### Görev Talimatları
[A] YÖK devir-teslim metnini "EĞİTİM - 30" ifadesinden "Erol Özvar’a devretti." ifadesine kadar yeniden yazın ve bu aralıktaki "Yükseköğretim Kurulu" ifadesinin yerine "Yüksek Öğretim Kurulu" koyun.
[B] Kayıtlar arasından "name on stone" geçen satırdan "[967, 0, 1105, 185]" geçen satıra kadar olanları, iki uç da dahil, yalnızca bunları kapsayacak şekilde iki sütunlu bir CSV'ye dönüştürün. Her kayıt bir satıra karşılık gelsin: kaydın metni "girdi", yanıtı "çıktı" sütununda yer alsın; her değer tırnak içinde tek bir alana yazılsın ve satır sonları boşluğa çevrilsin.

:: Okunacak Metin ::

EĞİTİM - 30 Temmuz 2021 Cuma 15:36

YÖK Başkanlığında devir-teslim töreni

A
A
A
YÖK Başkanlığında devir-teslim töreni

Yükseköğretim Kurulu (YÖK) Başkanlığı görev süresi dolan Prof.

Yükseköğretim Kurulu (YÖK) Başkanlığı görev süresi dolan Prof. Dr. Yekta Saraç, düzenlenen törenle görevini Prof. Dr. Erol Özvar’a devretti.


Cumhurbaşkanı Erdoğan’ın imzasıyla Resmi Gazete’de yayımlanan karara göre görev süresi dolan Prof. Dr. Yekta Saraç’ın yerine YÖK Başkanlığına Marmara Üniversitesi Rektörü Prof. Dr. Erol Özvar atanmıştı. Cumhurbaşkanlığı Başdanışmanı olarak atanan Saraç, YÖK binasındaki Beyaz Salon’da düzenlenen törenle görevini Özvar’a devretti. Prof. Dr. Saraç, iki dönem başkanlığını yürüttüğü YÖK üyeliğinin 20 Temmuz’da sona erdiğini hatırlatarak, “Bu süre içinde birçoğu ülkemiz için ‘yeni ve ilk’ olan pek çok projeyi hayata geçirdik ve bunların sonuçları da alınmaya başlandı” ifadesini kullandı.


Sosyal adalet, fırsat eşitliği, kalite, şeffaflık, liyakat, yetki devri ve paylaşımı, popülizme düşmeme ve ilkeli olma gibi temel prensip ve değerler çerçevesinde yükseköğretim sistemini tedrici bir şekilde yeniden yapılandırma yolunda önemli mesafeler kat ettiklerini aktaran Saraç, “Bu yolda yürürken olabildiğince YÖK’ün geçmişindeki alışkanlık ve refleksleri terk ettik, yükseköğretimi yeniden felsefi bir bakış açısıyla şekillendirmeye çalıştık. Müdahaleci YÖK’ü geçmişte bıraktık, yetki devreden ve yetki paylaşan yeni YÖK’ü inşa sürecini başlattık. Somut çıktılar üzerine odaklandık. Kısa vadede sonuç üretenlerin yanı sıra 4-5 yıllık orta vadeli projeler de yaptık” diye konuştu.


Tüm projelerin planlamalarına uygun olarak hayata geçirildiğini ve sonuçlarının alınmaya başlandığını ifade eden Saraç, “Yaklaşık 5 bin genç bilim insanının bulunduğu YÖK 100/2000 Projesi’nin dört yıldan sonra artık mezun vermeye başlaması da bu orta vadeli sonuç üreten projelerin sadece bir örneğidir” değerlendirmesini yaptı.

:::
:: Sağlanan Kayıtlar ::

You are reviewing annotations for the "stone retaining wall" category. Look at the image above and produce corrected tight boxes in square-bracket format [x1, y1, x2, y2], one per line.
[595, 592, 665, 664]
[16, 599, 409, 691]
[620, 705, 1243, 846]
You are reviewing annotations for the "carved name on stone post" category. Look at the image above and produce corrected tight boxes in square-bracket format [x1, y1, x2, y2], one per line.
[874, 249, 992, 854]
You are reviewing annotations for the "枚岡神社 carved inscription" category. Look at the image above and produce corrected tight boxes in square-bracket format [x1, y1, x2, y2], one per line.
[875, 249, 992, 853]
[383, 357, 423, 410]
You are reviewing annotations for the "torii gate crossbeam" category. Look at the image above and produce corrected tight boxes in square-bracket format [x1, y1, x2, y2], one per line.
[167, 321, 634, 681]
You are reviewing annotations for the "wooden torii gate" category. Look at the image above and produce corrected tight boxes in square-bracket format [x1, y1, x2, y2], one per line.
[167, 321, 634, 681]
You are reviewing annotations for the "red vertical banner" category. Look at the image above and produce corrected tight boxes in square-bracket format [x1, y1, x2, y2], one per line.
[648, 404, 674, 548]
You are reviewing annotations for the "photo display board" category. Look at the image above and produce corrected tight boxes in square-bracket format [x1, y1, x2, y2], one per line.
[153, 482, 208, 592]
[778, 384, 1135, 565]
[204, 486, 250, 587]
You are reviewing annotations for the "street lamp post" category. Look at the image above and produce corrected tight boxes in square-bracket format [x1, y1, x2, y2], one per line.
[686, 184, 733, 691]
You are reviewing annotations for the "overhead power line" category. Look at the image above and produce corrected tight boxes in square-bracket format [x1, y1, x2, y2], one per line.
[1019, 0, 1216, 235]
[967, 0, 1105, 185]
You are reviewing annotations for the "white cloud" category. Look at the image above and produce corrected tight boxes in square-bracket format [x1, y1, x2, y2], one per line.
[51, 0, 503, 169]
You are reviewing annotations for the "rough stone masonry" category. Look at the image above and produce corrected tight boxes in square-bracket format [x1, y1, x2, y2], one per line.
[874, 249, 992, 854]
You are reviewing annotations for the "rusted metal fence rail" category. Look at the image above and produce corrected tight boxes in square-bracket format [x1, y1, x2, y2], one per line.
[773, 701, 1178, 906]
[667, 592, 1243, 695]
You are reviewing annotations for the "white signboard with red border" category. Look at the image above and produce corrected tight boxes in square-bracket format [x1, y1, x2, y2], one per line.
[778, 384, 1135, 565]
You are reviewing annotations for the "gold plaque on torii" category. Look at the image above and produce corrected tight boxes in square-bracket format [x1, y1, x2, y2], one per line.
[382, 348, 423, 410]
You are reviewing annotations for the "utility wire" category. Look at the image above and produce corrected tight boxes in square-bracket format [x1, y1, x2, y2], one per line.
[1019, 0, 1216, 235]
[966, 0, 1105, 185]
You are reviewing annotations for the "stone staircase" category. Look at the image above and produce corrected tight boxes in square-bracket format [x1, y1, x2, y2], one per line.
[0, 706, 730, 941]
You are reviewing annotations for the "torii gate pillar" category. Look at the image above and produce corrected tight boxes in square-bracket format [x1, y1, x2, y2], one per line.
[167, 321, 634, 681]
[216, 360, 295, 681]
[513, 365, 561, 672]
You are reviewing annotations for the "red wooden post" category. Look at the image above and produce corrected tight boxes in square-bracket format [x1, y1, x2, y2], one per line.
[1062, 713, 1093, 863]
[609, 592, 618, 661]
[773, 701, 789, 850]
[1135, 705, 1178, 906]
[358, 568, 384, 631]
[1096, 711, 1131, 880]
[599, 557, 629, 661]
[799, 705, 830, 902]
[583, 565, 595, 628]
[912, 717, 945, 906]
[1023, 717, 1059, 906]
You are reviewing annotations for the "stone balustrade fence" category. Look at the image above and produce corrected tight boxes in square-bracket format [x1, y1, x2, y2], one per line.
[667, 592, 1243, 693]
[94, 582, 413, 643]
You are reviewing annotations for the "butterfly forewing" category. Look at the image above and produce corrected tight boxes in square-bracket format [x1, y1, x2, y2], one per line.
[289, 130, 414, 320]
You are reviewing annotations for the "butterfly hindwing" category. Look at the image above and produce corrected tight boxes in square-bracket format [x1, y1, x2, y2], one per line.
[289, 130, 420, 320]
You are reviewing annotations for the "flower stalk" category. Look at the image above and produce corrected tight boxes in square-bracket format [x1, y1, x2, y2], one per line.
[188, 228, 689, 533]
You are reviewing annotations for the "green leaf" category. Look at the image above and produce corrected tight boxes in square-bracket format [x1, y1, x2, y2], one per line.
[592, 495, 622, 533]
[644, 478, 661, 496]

:::

### Görev Yanıtları
[A]
EĞİTİM - 30 Temmuz 2021 Cuma 15:36

YÖK Başkanlığında devir-teslim töreni

A
A
A
YÖK Başkanlığında devir-teslim töreni

Yüksek Öğretim Kurulu (YÖK) Başkanlığı görev süresi dolan Prof.

Yüksek Öğretim Kurulu (YÖK) Başkanlığı görev süresi dolan Prof. Dr. Yekta Saraç, düzenlenen törenle görevini Prof. Dr. Erol Özvar’a devretti.

[B]
girdi,çıktı
"You are reviewing annotations for the ""carved name on stone post"" category. Look at the image above and produce corrected tight boxes in square-bracket format [x1, y1, x2, y2], one per line.","[874, 249, 992, 854]"
"You are reviewing annotations for the ""枚岡神社 carved inscription"" category. Look at the image above and produce corrected tight boxes in square-bracket format [x1, y1, x2, y2], one per line.","[875, 249, 992, 853] [383, 357, 423, 410]"
"You are reviewing annotations for the ""torii gate crossbeam"" category. Look at the image above and produce corrected tight boxes in square-bracket format [x1, y1, x2, y2], one per line.","[167, 321, 634, 681]"
"You are reviewing annotations for the ""wooden torii gate"" category. Look at the image above and produce corrected tight boxes in square-bracket format [x1, y1, x2, y2], one per line.","[167, 321, 634, 681]"
"You are reviewing annotations for the ""red vertical banner"" category. Look at the image above and produce corrected tight boxes in square-bracket format [x1, y1, x2, y2], one per line.","[648, 404, 674, 548]"
"You are reviewing annotations for the ""photo display board"" category. Look at the image above and produce corrected tight boxes in square-bracket format [x1, y1, x2, y2], one per line.","[153, 482, 208, 592] [778, 384, 1135, 565] [204, 486, 250, 587]"
"You are reviewing annotations for the ""street lamp post"" category. Look at the image above and produce corrected tight boxes in square-bracket format [x1, y1, x2, y2], one per line.","[686, 184, 733, 691]"
"You are reviewing annotations for the ""overhead power line"" category. Look at the image above and produce corrected tight boxes in square-bracket format [x1, y1, x2, y2], one per line.","[1019, 0, 1216, 235] [967, 0, 1105, 185]"